YOUR OBJECTIVE: Rewrite the records with every "metal drainage grate" switched to "iron drainage grate" and all other lines kept unchanged, leaving the pictures out of your answer.

======

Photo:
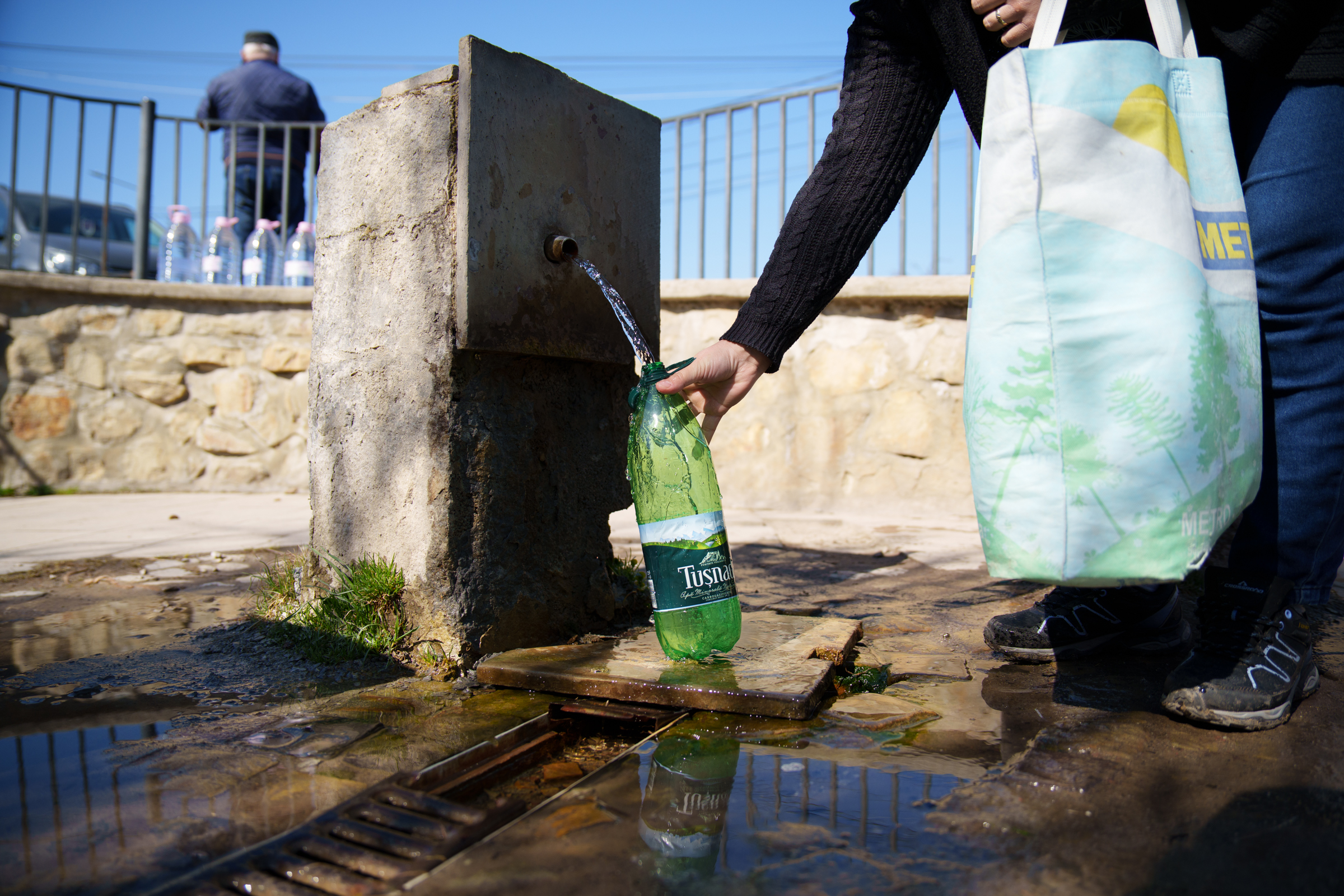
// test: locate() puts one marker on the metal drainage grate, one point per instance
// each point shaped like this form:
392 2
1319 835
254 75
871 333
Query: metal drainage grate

======

CORRECT RESPONSE:
Photo:
// test: locate() puts one marker on the iron drainage grate, one point per instance
// each point shaped like this form:
392 2
1319 835
254 75
871 333
Query: iron drainage grate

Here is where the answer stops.